## Directions for this task
Please output the lines shown below exactly as they appear.

Lines of data:
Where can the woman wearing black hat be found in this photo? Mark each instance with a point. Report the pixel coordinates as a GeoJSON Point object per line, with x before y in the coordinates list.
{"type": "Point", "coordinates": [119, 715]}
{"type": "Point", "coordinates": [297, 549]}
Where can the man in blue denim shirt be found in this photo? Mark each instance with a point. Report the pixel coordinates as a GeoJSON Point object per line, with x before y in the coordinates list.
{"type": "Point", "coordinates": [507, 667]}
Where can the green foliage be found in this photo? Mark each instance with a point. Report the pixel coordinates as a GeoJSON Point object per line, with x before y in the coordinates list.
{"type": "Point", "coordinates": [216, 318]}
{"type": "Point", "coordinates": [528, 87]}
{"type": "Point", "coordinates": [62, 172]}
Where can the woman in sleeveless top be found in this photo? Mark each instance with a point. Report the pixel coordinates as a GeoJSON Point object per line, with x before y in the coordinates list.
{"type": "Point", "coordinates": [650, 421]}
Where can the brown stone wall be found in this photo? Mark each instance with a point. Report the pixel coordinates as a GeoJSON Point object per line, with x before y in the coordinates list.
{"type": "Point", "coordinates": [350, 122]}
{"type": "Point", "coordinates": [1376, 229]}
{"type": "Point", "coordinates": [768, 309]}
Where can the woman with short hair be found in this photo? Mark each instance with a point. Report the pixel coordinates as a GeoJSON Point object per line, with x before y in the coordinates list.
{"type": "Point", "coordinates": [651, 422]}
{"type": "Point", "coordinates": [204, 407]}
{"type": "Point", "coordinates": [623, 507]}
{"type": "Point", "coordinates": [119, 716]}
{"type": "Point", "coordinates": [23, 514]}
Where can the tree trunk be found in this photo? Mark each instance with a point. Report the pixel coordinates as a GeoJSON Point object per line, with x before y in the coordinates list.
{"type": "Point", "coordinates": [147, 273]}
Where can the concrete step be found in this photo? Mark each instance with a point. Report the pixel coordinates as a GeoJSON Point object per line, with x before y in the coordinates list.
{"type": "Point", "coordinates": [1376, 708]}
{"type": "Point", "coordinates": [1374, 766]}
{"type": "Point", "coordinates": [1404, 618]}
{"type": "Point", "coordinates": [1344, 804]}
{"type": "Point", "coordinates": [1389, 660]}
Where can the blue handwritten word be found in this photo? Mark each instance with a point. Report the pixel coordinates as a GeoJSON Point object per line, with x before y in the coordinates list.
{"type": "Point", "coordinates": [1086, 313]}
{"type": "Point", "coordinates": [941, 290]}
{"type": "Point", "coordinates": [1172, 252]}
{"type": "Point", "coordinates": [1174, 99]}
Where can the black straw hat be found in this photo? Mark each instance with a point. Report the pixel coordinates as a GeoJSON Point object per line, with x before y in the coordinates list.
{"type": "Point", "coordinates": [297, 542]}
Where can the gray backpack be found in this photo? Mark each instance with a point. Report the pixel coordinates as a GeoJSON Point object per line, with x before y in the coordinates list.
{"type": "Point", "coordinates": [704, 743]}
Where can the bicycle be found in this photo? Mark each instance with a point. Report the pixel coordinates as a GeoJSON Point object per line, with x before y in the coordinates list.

## Reply
Where can the woman wearing black hat be found in this photo? Mark each instance with a point. Report the pixel coordinates as a GeoJSON Point object per line, with x before y in the coordinates list.
{"type": "Point", "coordinates": [119, 715]}
{"type": "Point", "coordinates": [297, 549]}
Where can the man in blue denim shirt be found in this photo? Mark each instance with a point. Report the pixel coordinates as a GeoJSON Point object per line, with x before y in the coordinates list.
{"type": "Point", "coordinates": [507, 667]}
Where can the green foliage be found in this photo? Mark each instance with a point. Report the pixel coordinates as a GeoJSON Point object per line, with x before y in the coordinates list.
{"type": "Point", "coordinates": [216, 318]}
{"type": "Point", "coordinates": [528, 87]}
{"type": "Point", "coordinates": [62, 172]}
Where can the woman in sleeveless top be found in this photo? Mark each instance with a point. Report the pixel coordinates as a GeoJSON Point object per line, with x before y in the coordinates list.
{"type": "Point", "coordinates": [650, 421]}
Where can the brown stone wall be found in this photo? Mark each instance with a point. Report the pixel coordinates as a GeoJSON Point object per line, with x before y in the coordinates list.
{"type": "Point", "coordinates": [350, 122]}
{"type": "Point", "coordinates": [1376, 229]}
{"type": "Point", "coordinates": [768, 309]}
Where can the woman with short hair be found in this photo? Mark each instance with a point. Report the pixel coordinates as a GeoJSON Point object per line, with x before y in the coordinates list.
{"type": "Point", "coordinates": [651, 422]}
{"type": "Point", "coordinates": [204, 407]}
{"type": "Point", "coordinates": [623, 507]}
{"type": "Point", "coordinates": [119, 716]}
{"type": "Point", "coordinates": [23, 514]}
Where can the tree trunk be found in this photo? Mark each instance with a point. Report the pixel coordinates as a GeoJSON Point object per line, with x before y in the coordinates list.
{"type": "Point", "coordinates": [147, 273]}
Where can the concrete step be found in this photo? Mark each instance with a point. Report the pixel coordinates as a GeoJSON Point object per line, with x before y in the coordinates list.
{"type": "Point", "coordinates": [1376, 708]}
{"type": "Point", "coordinates": [1374, 766]}
{"type": "Point", "coordinates": [1404, 618]}
{"type": "Point", "coordinates": [1344, 804]}
{"type": "Point", "coordinates": [1389, 660]}
Where can the blue handwritten word be found in this photo? Mark each instance with a point. Report the pixel coordinates as a GeoJSON Point object per line, with x before y in the coordinates list.
{"type": "Point", "coordinates": [1086, 313]}
{"type": "Point", "coordinates": [941, 290]}
{"type": "Point", "coordinates": [1172, 252]}
{"type": "Point", "coordinates": [1174, 99]}
Where can the black straw hat be found in this photo? Mark each instance with a point. Report the pixel coordinates as a GeoJSON Point object per line, with x before y in the coordinates list.
{"type": "Point", "coordinates": [297, 542]}
Where can the gray backpack be found in this photo? Mark each instance with a point. Report the pixel coordinates as a GeoJSON Point object per line, with x before y in the coordinates list.
{"type": "Point", "coordinates": [704, 743]}
Where can the bicycle be found in this photo? Mark each instance with a point. Report the pixel coordinates as a GeoJSON Point object per line, with x before y in the coordinates list.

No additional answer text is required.